++++ EXERCISE DATA

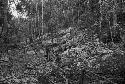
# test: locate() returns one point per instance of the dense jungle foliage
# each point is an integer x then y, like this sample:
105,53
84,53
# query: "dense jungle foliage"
62,42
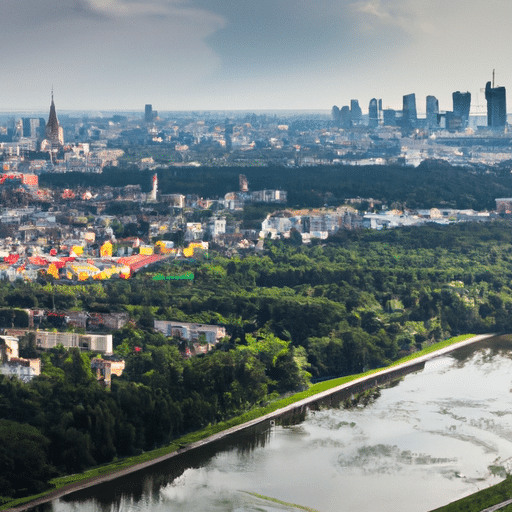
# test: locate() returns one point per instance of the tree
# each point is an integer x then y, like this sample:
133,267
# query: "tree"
24,466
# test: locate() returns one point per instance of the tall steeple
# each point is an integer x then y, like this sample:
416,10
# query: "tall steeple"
53,131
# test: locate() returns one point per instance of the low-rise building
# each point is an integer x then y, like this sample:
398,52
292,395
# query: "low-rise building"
210,334
89,342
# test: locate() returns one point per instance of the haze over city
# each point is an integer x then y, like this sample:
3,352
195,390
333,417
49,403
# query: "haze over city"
279,54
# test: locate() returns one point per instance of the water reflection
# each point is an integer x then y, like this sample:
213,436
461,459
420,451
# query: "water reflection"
146,485
447,427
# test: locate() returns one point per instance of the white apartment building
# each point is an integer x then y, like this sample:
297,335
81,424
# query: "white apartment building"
91,342
191,332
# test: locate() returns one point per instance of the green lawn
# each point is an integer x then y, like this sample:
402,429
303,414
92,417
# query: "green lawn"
219,427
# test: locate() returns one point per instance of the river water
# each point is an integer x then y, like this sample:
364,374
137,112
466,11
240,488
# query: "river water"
440,434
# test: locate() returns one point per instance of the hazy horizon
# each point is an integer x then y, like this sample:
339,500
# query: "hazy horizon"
206,55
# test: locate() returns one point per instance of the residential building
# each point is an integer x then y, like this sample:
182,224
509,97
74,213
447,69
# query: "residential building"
86,342
210,334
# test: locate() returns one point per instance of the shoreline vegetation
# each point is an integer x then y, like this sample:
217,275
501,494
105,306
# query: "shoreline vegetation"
71,483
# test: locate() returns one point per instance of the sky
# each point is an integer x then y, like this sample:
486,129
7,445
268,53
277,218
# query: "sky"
249,55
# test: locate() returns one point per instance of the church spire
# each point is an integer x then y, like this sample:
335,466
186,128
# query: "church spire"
53,131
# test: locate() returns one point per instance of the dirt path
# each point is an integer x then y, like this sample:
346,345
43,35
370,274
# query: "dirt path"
83,484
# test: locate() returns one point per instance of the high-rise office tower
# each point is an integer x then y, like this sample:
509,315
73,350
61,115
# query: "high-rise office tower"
355,112
389,117
461,106
496,106
54,132
409,113
373,113
432,112
148,113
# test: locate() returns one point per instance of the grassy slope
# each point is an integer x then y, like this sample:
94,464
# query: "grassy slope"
482,499
219,427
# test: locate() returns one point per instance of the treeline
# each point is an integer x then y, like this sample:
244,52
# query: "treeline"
431,184
356,301
64,421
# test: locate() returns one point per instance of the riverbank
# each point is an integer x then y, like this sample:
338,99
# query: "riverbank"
315,393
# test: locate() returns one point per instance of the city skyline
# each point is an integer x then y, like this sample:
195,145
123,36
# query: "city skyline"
285,54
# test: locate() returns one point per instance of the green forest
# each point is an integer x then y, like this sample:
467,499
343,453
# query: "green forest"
294,314
431,184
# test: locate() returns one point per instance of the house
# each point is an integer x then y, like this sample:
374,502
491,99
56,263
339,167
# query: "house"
210,334
90,342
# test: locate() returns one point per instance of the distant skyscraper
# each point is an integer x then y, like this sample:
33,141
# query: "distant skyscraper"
148,113
54,132
243,183
373,113
409,113
355,112
345,117
461,106
496,106
432,112
389,117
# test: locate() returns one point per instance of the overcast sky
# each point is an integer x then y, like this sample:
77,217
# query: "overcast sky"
240,54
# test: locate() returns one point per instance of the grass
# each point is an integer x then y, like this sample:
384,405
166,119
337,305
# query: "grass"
482,499
279,502
224,425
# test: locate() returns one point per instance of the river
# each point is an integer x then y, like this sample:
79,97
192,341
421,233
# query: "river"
438,435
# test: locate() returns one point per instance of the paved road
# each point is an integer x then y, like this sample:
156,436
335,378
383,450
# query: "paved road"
68,489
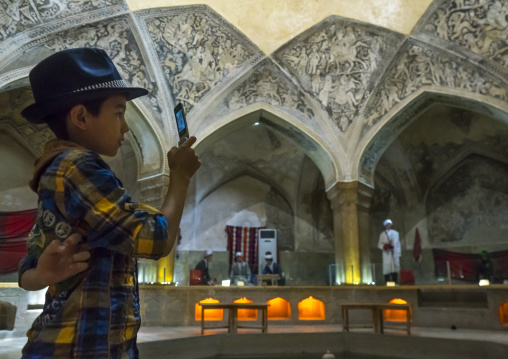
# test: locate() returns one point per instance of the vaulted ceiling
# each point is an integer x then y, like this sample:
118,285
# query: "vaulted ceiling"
338,81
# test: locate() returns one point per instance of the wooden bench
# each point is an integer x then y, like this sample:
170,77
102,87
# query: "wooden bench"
232,324
270,278
377,314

++++++++

**DIRECTION**
Reproduce every line above verbatim, leaving out the pictures.

**ANSWER TO THE TASK**
# test: locate() returns one point per instance of the dense jungle foliage
# each point is an integer x then y, like this sample:
105,53
84,53
# query: "dense jungle foliage"
62,42
# test: locate() returns one point per instance of the tree
# each point is an integer x then y, like this sample:
133,267
# query: "tree"
24,466
# test: locate() returns one point per instance of the tall steeple
# each point is an integer x then y, like this sample:
416,10
# query: "tall steeple"
53,131
# test: locate() returns one point per instance of the low-rise building
# each point is an integer x then y, like this sample:
398,52
292,395
# query: "low-rise building"
210,334
89,342
# test: locate() returns one point per instance of the haze over city
# each point is an integer x then y, like this sample:
3,352
195,390
333,417
49,403
# query: "haze over city"
279,54
# test: locate() returns one point per instance of the water reflection
# each point is an integer x then y, like this sample:
213,436
461,459
420,451
# query: "water reflection"
146,485
447,427
# test: locate() returns one point per instance of the white apartment building
# each point is an integer x then y, like this sample:
297,335
81,424
# query: "white apartment building"
91,342
191,332
# test: locate() returns one point per instance of the green lawn
# each point is an integer x then y, like this sample:
402,429
303,414
92,417
# query: "green lawn"
219,427
# test: locate() returns one point per instance of the river water
# each point is an integer x then y, like this sample:
364,374
137,112
466,11
240,488
# query: "river water"
440,434
# test: locate() returns one point per instance of the hazy horizon
# each point is an integer x then y, like this sample:
339,500
# query: "hazy horizon"
206,55
# test: locate() returns one point per instance of the residential building
# each point is an integer x then y, like this sample:
182,224
509,97
74,213
447,69
# query: "residential building"
86,342
210,334
# test: locate() returns one point per instance of the shoreline vegetation
# each point is an integer x then y, like this sample:
217,275
501,494
105,306
# query: "shoreline vegetation"
71,483
# test: locate() returns one point per instance of the sky
# each point is an integer x then y, like this sample:
486,129
7,445
268,53
277,218
# query: "sky"
249,55
# test: locate() returns one point per instance of the church spire
# each point is an integer x then y, like this sample:
335,466
186,128
# query: "church spire"
53,131
# test: locate() returns one point per instance of the dirt path
# each point is an integer x then y, like this sample:
346,345
43,35
370,274
# query: "dirt path"
83,484
# test: locate() returns one point per instance of the high-rise office tower
# each point is an integer x then y, like this sample:
509,315
73,350
61,115
# query: "high-rise office tower"
355,112
389,117
461,106
496,106
54,132
409,113
373,113
432,112
148,113
# test: locate() returns one point per instance of the grassy slope
# each point is an integer x then y, like this sample:
94,464
# query: "grassy slope"
482,499
219,427
# test: locate() returns one point per instance of the treeline
# each point is an integer x then y, like this sample:
244,52
# query: "treeline"
431,184
356,301
64,421
# test: locate() returns one point per instance of the riverbank
# each point is an integer x then y, like this sample:
338,99
# query: "riverbank"
315,393
# test: locate() returns one point per instance of the city skyline
# each point is an integer x then y, like this sample:
195,145
123,36
# query: "city skyline"
285,54
# test: locate() returns one point per instance of the green forest
# each point is an integer x then y, like this sample:
467,499
343,453
# query: "green forest"
294,314
431,184
# test: locate() returns one point per instance of the house
# each point is an integer x then y, like this sample:
374,502
491,99
56,263
339,167
# query: "house"
210,334
90,342
# test: locate() returns one point per instance of the distant skyscraper
# each point is an integer x then y, like this sample:
33,141
# query: "distant skyscraper"
148,113
54,132
243,183
373,113
409,113
355,112
345,117
461,106
496,106
432,112
389,117
# test: locate() returns one point per instance of the overcast sky
# each point is an integer x then y, like this sample:
77,217
# query: "overcast sky"
240,54
# test: locate() returns one point per instance of the grass
# each point is an integer x then y, like this sample:
384,405
166,119
337,305
# query: "grass"
482,499
279,502
224,425
# test: locate() returns one point per instance of the river
# each point is an integer x then y, like this sample:
79,97
192,341
421,233
# query: "river"
438,435
# test: locate() returns one point per instance of the paved road
# each point is an integer x then y, like this sample:
156,436
335,378
383,450
# query: "paved road"
68,489
# test: locate() returns one point per instance of the vaulted ceiling
# each point is an integer x then y, like this sample:
118,285
# query: "vaulted ceiling"
338,81
# test: locate() returns one point per instance of the wooden bench
# each point is an integer x then y, like this sample:
170,77
102,87
# query: "wooden bench"
232,324
270,278
377,314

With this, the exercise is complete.